---- The input
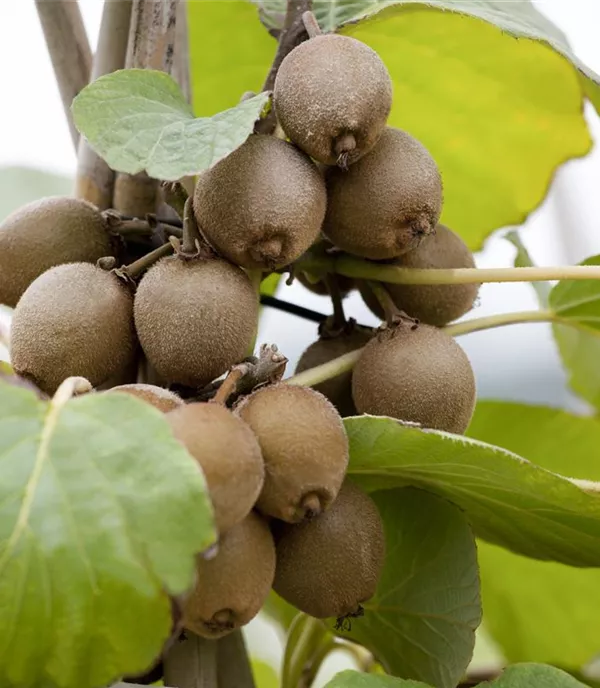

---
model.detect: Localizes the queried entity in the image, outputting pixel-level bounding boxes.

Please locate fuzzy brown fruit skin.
[194,135,327,270]
[273,480,385,619]
[295,326,373,418]
[166,403,265,535]
[134,257,258,387]
[359,224,480,327]
[352,321,476,434]
[109,382,185,413]
[183,512,275,639]
[11,263,137,394]
[323,127,442,260]
[235,383,348,523]
[0,196,117,307]
[273,34,392,167]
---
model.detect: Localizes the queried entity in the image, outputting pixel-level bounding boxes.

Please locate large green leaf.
[549,256,600,409]
[332,488,481,688]
[469,402,600,668]
[345,416,600,566]
[479,664,586,688]
[72,69,268,180]
[229,0,600,249]
[0,381,214,688]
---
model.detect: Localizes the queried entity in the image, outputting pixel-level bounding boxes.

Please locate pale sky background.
[0,0,600,680]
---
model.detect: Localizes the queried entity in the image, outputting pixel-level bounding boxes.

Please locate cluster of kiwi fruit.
[0,18,477,660]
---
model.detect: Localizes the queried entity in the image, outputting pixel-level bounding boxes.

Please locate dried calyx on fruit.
[273,480,385,619]
[323,127,442,260]
[166,403,265,535]
[235,383,348,523]
[11,263,137,394]
[295,320,373,417]
[194,135,327,270]
[359,224,479,327]
[273,34,392,168]
[352,318,475,434]
[134,256,258,387]
[0,196,119,306]
[183,512,275,639]
[107,382,185,413]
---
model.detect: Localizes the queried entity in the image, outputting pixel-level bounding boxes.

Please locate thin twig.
[163,631,217,688]
[75,0,132,210]
[217,628,255,688]
[35,0,92,149]
[113,0,177,217]
[294,254,600,284]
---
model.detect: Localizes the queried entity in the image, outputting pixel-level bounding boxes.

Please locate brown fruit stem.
[294,253,600,284]
[217,628,256,688]
[366,282,403,325]
[161,182,189,220]
[120,242,174,279]
[181,196,203,256]
[302,11,323,38]
[211,344,288,405]
[325,275,346,331]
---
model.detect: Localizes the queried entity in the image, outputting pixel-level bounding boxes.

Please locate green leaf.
[469,402,600,667]
[332,488,481,688]
[187,2,277,116]
[325,671,431,688]
[344,416,600,566]
[246,0,600,249]
[72,69,268,180]
[479,664,586,688]
[0,382,215,688]
[504,230,552,308]
[0,167,73,221]
[549,256,600,409]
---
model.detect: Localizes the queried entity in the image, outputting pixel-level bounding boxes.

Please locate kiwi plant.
[0,12,494,684]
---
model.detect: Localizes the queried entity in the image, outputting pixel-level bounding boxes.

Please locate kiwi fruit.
[359,224,480,327]
[194,134,327,270]
[235,383,348,523]
[134,256,258,387]
[183,511,275,639]
[323,127,442,260]
[166,402,265,534]
[110,382,185,413]
[273,34,392,167]
[295,324,373,418]
[273,480,385,619]
[0,196,118,307]
[11,263,137,394]
[352,320,475,434]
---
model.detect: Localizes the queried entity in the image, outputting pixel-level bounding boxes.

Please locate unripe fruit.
[183,512,275,639]
[360,224,479,327]
[352,321,475,434]
[194,135,327,270]
[167,403,265,534]
[0,196,117,306]
[109,382,185,413]
[11,263,137,394]
[273,480,385,619]
[323,127,442,260]
[134,257,258,387]
[295,325,373,417]
[236,383,348,523]
[273,34,392,167]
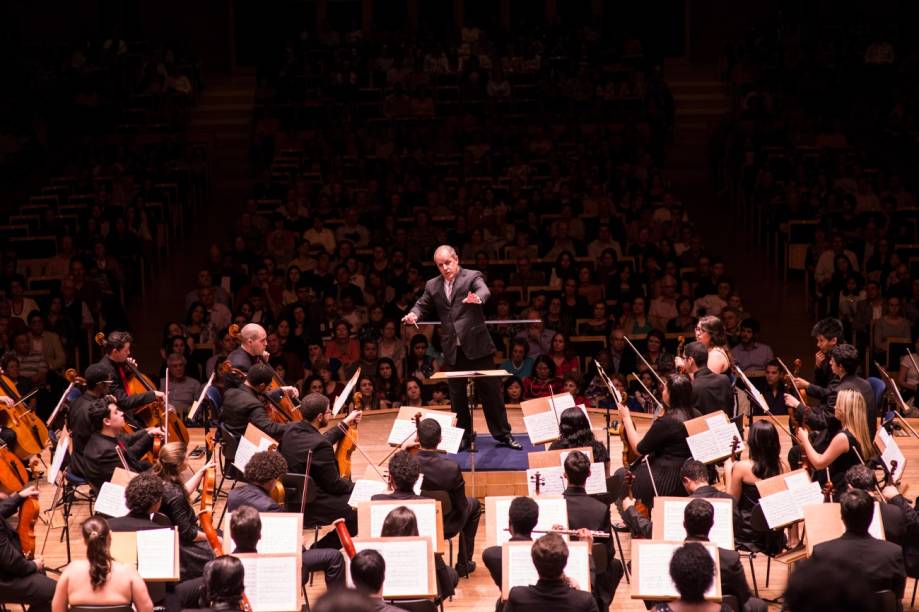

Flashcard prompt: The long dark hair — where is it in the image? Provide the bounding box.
[747,421,782,478]
[81,516,112,591]
[558,408,596,448]
[664,374,699,422]
[204,555,245,610]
--------
● Problem description: Please render every line of the records above as a Markdown table with the columns Row and Line, numbering each row and skipping blank lines. Leave the pictures out.

● Solution:
| Row | Line |
|---|---|
| 1 | --- |
| 2 | model.detect: Localizes the queried entity in the image, outputting pixel-level bounding boxes. |
| 3 | Please locate fuzzy brown fruit skin. |
| 4 | [194,135,327,270] |
| 5 | [273,480,385,619] |
| 6 | [295,326,373,418] |
| 7 | [166,403,265,535] |
| 8 | [134,257,258,387] |
| 9 | [359,224,480,327] |
| 10 | [352,321,476,434] |
| 11 | [109,382,185,413] |
| 12 | [183,512,275,639] |
| 13 | [11,263,137,394] |
| 14 | [323,127,442,260] |
| 15 | [235,383,348,523] |
| 16 | [0,196,117,307] |
| 17 | [273,34,392,167] |
| 18 | --- |
| 19 | model.detect: Localizes the queried entity in the image, outputting pixel-level bounding boxes. |
| 20 | Please locate large green leaf. |
| 21 | [549,256,600,409] |
| 22 | [332,488,481,688] |
| 23 | [469,402,600,668] |
| 24 | [345,416,600,566] |
| 25 | [479,664,586,688] |
| 26 | [72,69,268,180] |
| 27 | [229,0,600,249] |
| 28 | [0,381,214,688] |
| 29 | --- |
| 30 | model.detect: Localizes the queried entity in the image, outputting pixel-level bounding boxes. |
| 31 | Please locate pale sky background. |
| 32 | [0,0,600,680] |
| 33 | --- |
| 34 | model.detect: Localizes the queried entity in the image, outputting pixel-level bounding boxes. |
| 35 | Please locate cluster of kiwi fruit. |
| 36 | [0,18,477,660] |
| 37 | --- |
| 38 | model.detect: Localizes the queried entity in the image, outputting pixel-level bounding boxes. |
| 39 | Please locate dried calyx on fruit. |
| 40 | [273,480,385,619] |
| 41 | [323,127,442,260] |
| 42 | [166,403,265,535] |
| 43 | [235,383,348,523] |
| 44 | [11,263,137,394] |
| 45 | [295,320,373,417] |
| 46 | [194,135,327,270] |
| 47 | [359,224,479,327] |
| 48 | [273,34,392,168] |
| 49 | [352,318,475,434] |
| 50 | [134,256,258,387] |
| 51 | [0,196,119,306] |
| 52 | [183,512,275,639] |
| 53 | [107,382,185,413] |
| 54 | --- |
| 55 | model.detect: Localizes the queried entity in the image, outputting pixel-level bounding boxes. |
| 56 | Please locate thin twig. |
| 57 | [163,631,217,688] |
| 58 | [75,0,132,210] |
| 59 | [217,628,255,688] |
| 60 | [35,0,92,149] |
| 61 | [113,0,177,217] |
| 62 | [294,254,600,284] |
| 63 | --- |
| 64 | model.detect: Localizes the queried entity in the image, outputting pixel-level bounding boxes. |
| 65 | Please locate brown fruit stem. |
| 66 | [294,253,600,284] |
| 67 | [217,628,256,688] |
| 68 | [366,282,403,325] |
| 69 | [161,182,189,220] |
| 70 | [120,242,174,279] |
| 71 | [181,196,203,256] |
| 72 | [302,11,323,38] |
| 73 | [211,344,288,405] |
| 74 | [325,275,346,331] |
| 75 | --- |
| 76 | model.detect: Localizes the queried entity in the image, outputting pixel-level bounding boxes. |
| 77 | Please locate green leaf. |
| 78 | [469,402,600,667] |
| 79 | [332,488,481,688] |
| 80 | [187,2,277,116] |
| 81 | [325,671,431,688] |
| 82 | [344,416,600,566] |
| 83 | [246,0,600,249] |
| 84 | [72,69,268,180] |
| 85 | [479,664,586,688] |
| 86 | [0,382,215,688] |
| 87 | [504,230,552,308] |
| 88 | [0,167,73,221] |
| 89 | [549,256,600,409] |
| 90 | --- |
| 91 | model.detect: Localizes the queried entity in the image, outputting pixel-level bounding boxes. |
| 92 | Please locate kiwi plant. |
| 93 | [0,12,494,684] |
| 94 | --- |
| 95 | model.detect: Localizes the queried entity in the image, outputting pixel-level bounding boxes. |
| 96 | Please locate kiwi fruit. |
| 97 | [359,224,480,327] |
| 98 | [194,134,327,270] |
| 99 | [235,383,348,523] |
| 100 | [134,256,258,387] |
| 101 | [183,511,275,639] |
| 102 | [323,127,442,260] |
| 103 | [166,402,265,534] |
| 104 | [110,382,185,413] |
| 105 | [273,34,392,167] |
| 106 | [295,324,373,418] |
| 107 | [273,480,385,619] |
| 108 | [0,196,118,307] |
| 109 | [11,263,137,394] |
| 110 | [352,320,475,434] |
| 111 | --- |
| 112 | model.detect: Localizes the queried entity in the image, outputting pixel-level bounding boxes. |
| 113 | Please locate unripe fruit. |
| 114 | [183,512,275,639] |
| 115 | [360,224,479,327] |
| 116 | [352,321,475,434] |
| 117 | [194,135,327,270] |
| 118 | [167,403,265,534] |
| 119 | [0,196,117,306] |
| 120 | [109,382,185,413] |
| 121 | [11,263,137,394] |
| 122 | [273,480,385,619] |
| 123 | [323,127,442,260] |
| 124 | [134,257,258,387] |
| 125 | [295,325,373,417] |
| 126 | [236,383,348,523] |
| 127 | [273,34,392,167] |
| 128 | Flashcard prompt: The long dark hair — where is it in the image? Provide the bounding box. |
| 129 | [747,421,782,478] |
| 130 | [81,516,112,591] |
| 131 | [558,408,596,448] |
| 132 | [664,374,699,422] |
| 133 | [204,555,245,610] |